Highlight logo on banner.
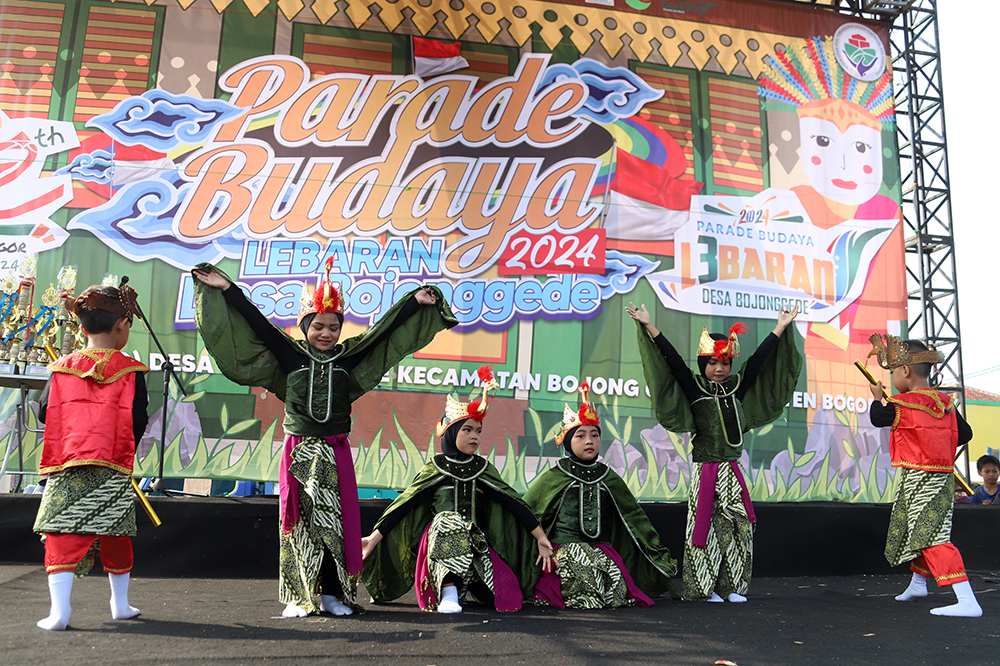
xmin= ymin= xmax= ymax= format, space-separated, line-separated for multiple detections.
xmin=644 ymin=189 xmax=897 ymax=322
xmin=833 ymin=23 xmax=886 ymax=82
---
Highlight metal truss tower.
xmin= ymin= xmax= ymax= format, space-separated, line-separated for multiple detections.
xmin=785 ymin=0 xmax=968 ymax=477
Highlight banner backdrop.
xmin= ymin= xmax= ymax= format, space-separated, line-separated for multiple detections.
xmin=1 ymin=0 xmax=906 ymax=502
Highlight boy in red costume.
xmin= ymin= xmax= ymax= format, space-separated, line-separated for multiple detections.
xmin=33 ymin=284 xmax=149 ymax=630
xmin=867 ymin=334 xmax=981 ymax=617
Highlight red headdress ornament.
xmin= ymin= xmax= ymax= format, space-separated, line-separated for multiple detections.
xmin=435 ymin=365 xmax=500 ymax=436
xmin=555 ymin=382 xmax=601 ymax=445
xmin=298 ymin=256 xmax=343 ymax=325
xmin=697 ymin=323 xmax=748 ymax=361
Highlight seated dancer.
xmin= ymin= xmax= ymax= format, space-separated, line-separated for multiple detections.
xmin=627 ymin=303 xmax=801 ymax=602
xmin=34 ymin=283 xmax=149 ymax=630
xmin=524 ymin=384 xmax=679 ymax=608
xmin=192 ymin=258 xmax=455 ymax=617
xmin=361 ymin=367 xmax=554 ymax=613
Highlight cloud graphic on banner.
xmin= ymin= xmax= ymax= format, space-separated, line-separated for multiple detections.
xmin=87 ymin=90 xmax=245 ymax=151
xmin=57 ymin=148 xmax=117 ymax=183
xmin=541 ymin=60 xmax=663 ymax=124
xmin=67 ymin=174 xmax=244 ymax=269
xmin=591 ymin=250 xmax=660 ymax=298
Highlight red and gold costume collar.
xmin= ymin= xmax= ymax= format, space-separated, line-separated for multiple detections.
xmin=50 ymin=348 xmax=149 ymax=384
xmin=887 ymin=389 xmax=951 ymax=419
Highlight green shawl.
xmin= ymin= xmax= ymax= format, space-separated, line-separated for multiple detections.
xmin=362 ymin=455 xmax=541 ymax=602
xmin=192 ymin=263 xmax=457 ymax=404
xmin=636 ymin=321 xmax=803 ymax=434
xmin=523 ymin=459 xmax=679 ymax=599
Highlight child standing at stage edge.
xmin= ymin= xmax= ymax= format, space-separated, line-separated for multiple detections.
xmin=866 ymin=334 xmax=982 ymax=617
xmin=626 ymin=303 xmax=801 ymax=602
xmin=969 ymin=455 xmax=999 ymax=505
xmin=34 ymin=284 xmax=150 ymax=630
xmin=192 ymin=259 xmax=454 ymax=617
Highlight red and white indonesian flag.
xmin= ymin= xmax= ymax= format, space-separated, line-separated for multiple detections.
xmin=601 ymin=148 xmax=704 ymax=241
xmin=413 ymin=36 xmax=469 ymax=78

## Task item
Since only part of the listing is wanted, copy exactly the lines from the one holding "Highlight metal truss tower." to the one holding "Highlight green shawl.", both included.

## Worked solution
Highlight metal truss tower.
xmin= ymin= xmax= ymax= format, space-separated, line-separated for multiple detections.
xmin=785 ymin=0 xmax=968 ymax=477
Highlight banner backdrop.
xmin= ymin= xmax= ymax= format, space-separated, line-separated for multiple detections.
xmin=1 ymin=0 xmax=906 ymax=502
Highlight boy in red costume.
xmin= ymin= xmax= ymax= format, space-separated, line-separated for multiple detections.
xmin=33 ymin=284 xmax=149 ymax=630
xmin=867 ymin=334 xmax=981 ymax=617
Highlight red headdress ornament.
xmin= ymin= xmax= ymax= format, space-separated, line-separated for multiple detections.
xmin=435 ymin=365 xmax=500 ymax=436
xmin=555 ymin=382 xmax=601 ymax=445
xmin=298 ymin=256 xmax=343 ymax=325
xmin=697 ymin=323 xmax=748 ymax=361
Highlight seated dancer.
xmin= ymin= xmax= ymax= format, space-separated, line-separated for multiple detections.
xmin=627 ymin=303 xmax=801 ymax=602
xmin=34 ymin=283 xmax=149 ymax=630
xmin=524 ymin=384 xmax=679 ymax=608
xmin=192 ymin=258 xmax=455 ymax=617
xmin=361 ymin=367 xmax=554 ymax=613
Highlight cloud graphic on banner.
xmin= ymin= xmax= ymax= format, space-separated, line-separated for multiple detections.
xmin=87 ymin=90 xmax=245 ymax=151
xmin=57 ymin=148 xmax=117 ymax=183
xmin=541 ymin=60 xmax=663 ymax=124
xmin=67 ymin=174 xmax=244 ymax=269
xmin=591 ymin=250 xmax=660 ymax=298
Highlight red and gold costume collar.
xmin= ymin= xmax= ymax= format, space-separated, line-separated for multiple detections.
xmin=50 ymin=348 xmax=149 ymax=384
xmin=887 ymin=389 xmax=951 ymax=419
Highlight green shawl.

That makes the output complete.